* **Data excerpts**:
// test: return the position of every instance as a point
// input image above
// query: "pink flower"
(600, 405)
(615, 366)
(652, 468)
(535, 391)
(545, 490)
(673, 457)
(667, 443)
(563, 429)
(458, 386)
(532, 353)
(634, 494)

* **What to produce**: Convert all the lines of the entries above into a JSON list of strings, one string per line, and leave out any blank lines.

* **Answer to this problem**:
[
  "// test: return the position of every instance as a point",
  "// input image above",
  "// query: \"pink flower\"",
  "(600, 405)",
  "(615, 366)",
  "(652, 468)",
  "(535, 391)",
  "(545, 490)",
  "(673, 457)",
  "(667, 443)",
  "(563, 429)",
  "(458, 386)",
  "(532, 353)",
  "(634, 494)"
]